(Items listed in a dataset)
....

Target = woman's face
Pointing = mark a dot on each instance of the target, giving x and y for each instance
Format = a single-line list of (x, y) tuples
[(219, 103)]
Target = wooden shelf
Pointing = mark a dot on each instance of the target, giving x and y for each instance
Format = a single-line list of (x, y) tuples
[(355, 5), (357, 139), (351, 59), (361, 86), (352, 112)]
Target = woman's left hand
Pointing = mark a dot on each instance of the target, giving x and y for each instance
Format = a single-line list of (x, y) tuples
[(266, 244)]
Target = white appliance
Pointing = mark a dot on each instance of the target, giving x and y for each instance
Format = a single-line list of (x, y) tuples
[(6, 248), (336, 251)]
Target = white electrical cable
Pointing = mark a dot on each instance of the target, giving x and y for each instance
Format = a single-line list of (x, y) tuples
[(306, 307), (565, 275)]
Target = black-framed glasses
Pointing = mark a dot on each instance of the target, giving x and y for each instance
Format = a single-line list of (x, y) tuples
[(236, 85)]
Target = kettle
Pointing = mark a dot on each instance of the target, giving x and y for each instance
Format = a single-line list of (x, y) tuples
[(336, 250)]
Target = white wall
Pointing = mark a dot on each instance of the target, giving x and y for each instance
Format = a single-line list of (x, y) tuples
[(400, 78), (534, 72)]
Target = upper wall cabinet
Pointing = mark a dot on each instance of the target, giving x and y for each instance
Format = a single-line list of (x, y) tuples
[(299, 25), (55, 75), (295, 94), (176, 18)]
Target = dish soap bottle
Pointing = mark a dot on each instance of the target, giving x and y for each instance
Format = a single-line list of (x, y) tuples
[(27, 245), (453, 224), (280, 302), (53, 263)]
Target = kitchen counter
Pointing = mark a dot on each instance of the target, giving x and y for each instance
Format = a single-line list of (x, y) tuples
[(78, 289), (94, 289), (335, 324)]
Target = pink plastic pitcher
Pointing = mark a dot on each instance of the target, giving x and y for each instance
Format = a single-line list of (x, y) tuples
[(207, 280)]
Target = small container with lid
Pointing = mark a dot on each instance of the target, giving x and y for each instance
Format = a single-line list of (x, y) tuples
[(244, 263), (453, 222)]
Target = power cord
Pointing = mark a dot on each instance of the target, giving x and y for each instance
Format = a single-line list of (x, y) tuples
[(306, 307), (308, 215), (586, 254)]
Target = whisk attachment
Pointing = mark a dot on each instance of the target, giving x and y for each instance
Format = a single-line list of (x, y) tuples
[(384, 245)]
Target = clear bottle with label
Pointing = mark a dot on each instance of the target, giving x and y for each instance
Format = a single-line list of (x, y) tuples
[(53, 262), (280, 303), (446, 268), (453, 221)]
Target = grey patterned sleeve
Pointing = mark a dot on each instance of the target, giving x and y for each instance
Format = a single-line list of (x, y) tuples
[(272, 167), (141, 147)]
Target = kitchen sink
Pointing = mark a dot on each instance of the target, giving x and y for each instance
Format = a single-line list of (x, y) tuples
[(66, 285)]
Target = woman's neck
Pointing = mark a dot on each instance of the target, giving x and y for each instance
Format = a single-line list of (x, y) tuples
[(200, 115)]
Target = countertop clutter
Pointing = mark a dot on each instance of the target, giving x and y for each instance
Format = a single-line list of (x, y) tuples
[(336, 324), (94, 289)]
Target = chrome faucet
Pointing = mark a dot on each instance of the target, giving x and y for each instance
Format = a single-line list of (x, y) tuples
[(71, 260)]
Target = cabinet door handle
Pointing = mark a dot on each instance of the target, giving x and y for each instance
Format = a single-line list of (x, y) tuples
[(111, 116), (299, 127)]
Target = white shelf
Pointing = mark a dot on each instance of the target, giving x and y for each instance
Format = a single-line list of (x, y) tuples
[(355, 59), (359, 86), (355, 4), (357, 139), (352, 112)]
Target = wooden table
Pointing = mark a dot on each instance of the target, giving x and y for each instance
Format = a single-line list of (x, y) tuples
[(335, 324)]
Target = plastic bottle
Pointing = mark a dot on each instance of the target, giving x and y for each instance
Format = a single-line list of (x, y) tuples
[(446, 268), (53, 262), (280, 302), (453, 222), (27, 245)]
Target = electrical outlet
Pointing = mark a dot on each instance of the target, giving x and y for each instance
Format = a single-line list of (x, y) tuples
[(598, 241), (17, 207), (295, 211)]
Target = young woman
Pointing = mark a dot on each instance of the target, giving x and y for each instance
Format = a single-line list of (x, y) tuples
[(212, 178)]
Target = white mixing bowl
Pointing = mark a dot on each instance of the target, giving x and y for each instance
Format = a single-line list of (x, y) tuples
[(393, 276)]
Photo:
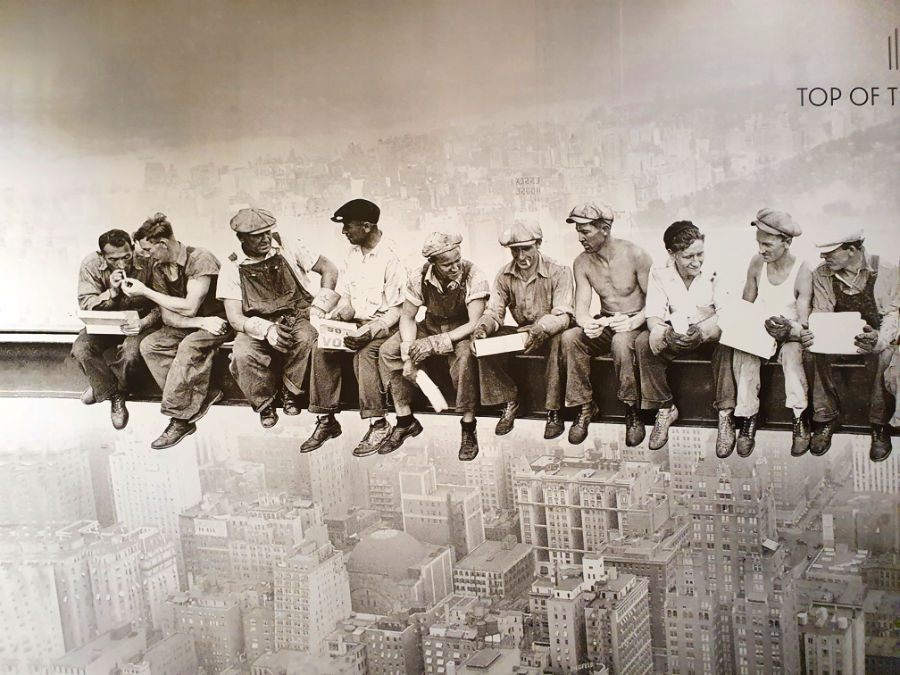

....

● Your instructions: Pictures don't belong in the copy. Retype exactly the lines from the one with "Target = countertop clutter" through the last line of the records.

● Expected answer:
Target = countertop clutter
Pointing = mark a dot on each instance of the target, giving x and y for each instance
Format = a single-line list of (x, y) tuples
[(336, 324), (94, 289)]
Target = chrome faucet
Pointing = mark a dot on each instance of the target, giving x and y for each instance
Format = a single-line list of (x, y) tuples
[(71, 260)]
Target = cabinet door handle
Pointing = mark a dot on each instance of the target, giving x and y for each instance
Format = a single-line list of (x, y) tuples
[(111, 116), (299, 127)]
Target = white shelf
Pointing = mark a dot on each instance of the target, giving x and y for each instance
Format = a single-line list of (x, y) tuples
[(355, 59), (359, 86), (355, 4), (357, 139), (352, 112)]
Target = wooden table
Pointing = mark a dot on each instance of the target, giving x and y for each instance
Format = a single-line list of (x, y) tuples
[(335, 324)]
Target = plastic bottle
Pointing = mark a dot on each instance of the target, giving x and y for each instance
Format = a single-line list of (x, y) tuples
[(446, 268), (53, 262), (280, 302), (453, 222), (27, 245)]
Target = electrical outlet
Pointing = mark a dot on each instance of the target, giving x and y for each instance
Format = a single-line list of (x, y) tuples
[(598, 241), (17, 207), (295, 211)]
Target = young woman
Pointing = mark a dot on each instance of the target, giving x and y for each instance
Format = a single-line list of (x, y) tuples
[(212, 178)]
Target = white mixing bowl
Pointing = mark a dot on each instance of the target, giving x and y for each instance
Format = a single-line list of (x, y) tuples
[(393, 276)]
Photo:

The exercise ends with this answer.